### Текст документа
---+---
А она прошла к своему месту, улыбающаяся, гордая, будто орден только что получила. И торжественно объявила: «Я тепер знаю, за що тут сиджу».— «За что?» — закричали со всех сторон. «Бо я — шпiйон»,— величественно ответила Ольга Андреевна. «Откуда вы это взяли?» — со смехом стали ее спрашивать. «Менi слiдчий сказав».
Потом еще сообщила, что ее расспрашивали, бывал ли у них в доме такой и такой (ее сестра с мужем были высокопросвещенными украинскими интеллигентами, фамилии, к сожалению, не помню).
«А я кажу: «Багато бувало, xiбa я можу всiх запам'ятати?» Тодi слiдчий питае: «А Енгельс у вас бував?» — «Енгельс? — кажу.— Дуже знайоме прiзвище. Так-так, бував». А вiн чогось смiеться: «Ну, iдiть, бабонько!»
И этому невинному, как новорожденный ребенок, существу все же дали потом пять лет ссылки по самой распространенной статье 58— 10 — за антисоветскую агитацию. Ни одна из сидящих со мной в камере женщин не была оправдана, все осуждены: кто — в административную ссылку, кто — в лагерь.
Поначалу мы совершенно ничего не знали о том, что делается за стенами тюрьмы. Потом, через три-четыре месяца начали просачиваться слухи: фашисты заняли Киев и чуть ли не Ленинград и Москву Все это было нетвердо «кажется», «как будто», «похоже», но все эти зыбкие слухи воспринимались нами с ужасом, с тоской, со слезами. Помимо непосредственной тоски по родной земле, родным городам, над которыми издеваются фашисты (не думаю, чтобы хоть одна из нас втайне мыслила или чувствовала иначе), в наши переживания врывался еще и страх за себя — откуда-то пошли слухи о том, что, если немцы победят, всех нас расстреляют.
Через какое-то время точно узнали, что Киев взят фашистами. Это был очень тяжелый для нас день, все мы были киевлянами. Нужно ли рассказывать о том, какая лютая боль сжимала мне сердце при мыслях о Ленечке? Где он? Неужели остался у немцев? А Киев? Что оставили от него фашисты?
Вызвали и меня на допрос. Я тогда еще была похожа на человека, и синее платье мое было целое. Идем с конвоиром вдоль длинных коридоров. Если навстречу попадается кто-либо из заключенных, тоже, естественно, под конвоем — тот, кто ведет меня, велит стать лицом к стене, пока мимо не пройдет встречный. Вышли мы на воздух, пересекаем тюремный двор. Вот когда страшно стало: кромешная темень, сейчас конвоир может запросто стрельнуть тебе в затылок, возможно, именно это ему поручено.
---+---
### Собранные данные
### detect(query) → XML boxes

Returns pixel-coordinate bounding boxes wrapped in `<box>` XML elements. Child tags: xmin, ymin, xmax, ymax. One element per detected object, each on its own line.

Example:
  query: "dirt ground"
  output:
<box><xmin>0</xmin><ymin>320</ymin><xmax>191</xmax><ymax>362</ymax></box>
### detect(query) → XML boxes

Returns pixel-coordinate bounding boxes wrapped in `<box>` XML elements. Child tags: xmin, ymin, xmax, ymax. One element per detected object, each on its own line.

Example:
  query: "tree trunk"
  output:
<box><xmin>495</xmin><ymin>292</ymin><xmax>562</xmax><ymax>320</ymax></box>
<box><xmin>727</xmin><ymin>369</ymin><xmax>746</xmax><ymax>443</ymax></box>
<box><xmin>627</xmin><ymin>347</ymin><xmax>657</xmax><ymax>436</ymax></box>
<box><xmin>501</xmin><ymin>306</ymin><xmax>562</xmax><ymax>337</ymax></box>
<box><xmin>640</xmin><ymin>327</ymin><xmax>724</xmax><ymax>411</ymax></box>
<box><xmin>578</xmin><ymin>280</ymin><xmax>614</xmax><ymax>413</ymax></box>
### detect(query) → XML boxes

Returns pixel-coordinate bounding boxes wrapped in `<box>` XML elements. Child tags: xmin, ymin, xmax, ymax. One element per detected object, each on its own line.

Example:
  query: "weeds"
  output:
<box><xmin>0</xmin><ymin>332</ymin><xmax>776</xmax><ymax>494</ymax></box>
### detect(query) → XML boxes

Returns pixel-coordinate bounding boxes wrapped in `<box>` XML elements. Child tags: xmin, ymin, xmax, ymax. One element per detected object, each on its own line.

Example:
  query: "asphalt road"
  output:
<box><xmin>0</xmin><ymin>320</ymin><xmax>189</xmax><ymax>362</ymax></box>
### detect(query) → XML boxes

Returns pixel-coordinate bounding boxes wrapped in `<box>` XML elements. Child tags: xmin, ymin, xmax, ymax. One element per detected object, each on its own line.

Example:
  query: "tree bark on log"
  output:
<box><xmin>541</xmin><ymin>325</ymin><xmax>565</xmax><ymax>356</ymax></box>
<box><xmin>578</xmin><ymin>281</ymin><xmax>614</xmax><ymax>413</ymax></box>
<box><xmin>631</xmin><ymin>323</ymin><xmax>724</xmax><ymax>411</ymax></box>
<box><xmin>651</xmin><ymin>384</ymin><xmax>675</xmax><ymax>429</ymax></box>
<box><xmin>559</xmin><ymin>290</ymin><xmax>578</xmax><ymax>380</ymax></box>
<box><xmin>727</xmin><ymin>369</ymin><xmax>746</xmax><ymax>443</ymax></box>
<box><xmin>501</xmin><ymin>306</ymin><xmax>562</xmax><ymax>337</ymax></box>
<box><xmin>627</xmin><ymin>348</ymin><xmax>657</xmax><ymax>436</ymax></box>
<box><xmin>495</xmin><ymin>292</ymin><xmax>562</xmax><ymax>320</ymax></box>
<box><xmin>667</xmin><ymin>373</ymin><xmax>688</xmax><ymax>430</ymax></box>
---+---
### Условия упражнения
• a. Ответьте по тексту документа:
(i) Какой срок ссылки дали Ольге Андреевне и по какой статье?
(ii) Через сколько месяцев до заключенных начали доходить слухи о происходящем за стенами тюрьмы?
(iii) Какого цвета было платье, в котором автор шла на допрос?
• b. Найдите в записях все строки со словом «tree» и выпишите их. Регистр учитывается.

### Ответы к упражнению
• a.
(i) Пять лет ссылки по статье 58—10, за антисоветскую агитацию.
(ii) Через три-четыре месяца.
(iii) Синего.

• b.
  query: "tree trunk"
  query: "tree bark on log"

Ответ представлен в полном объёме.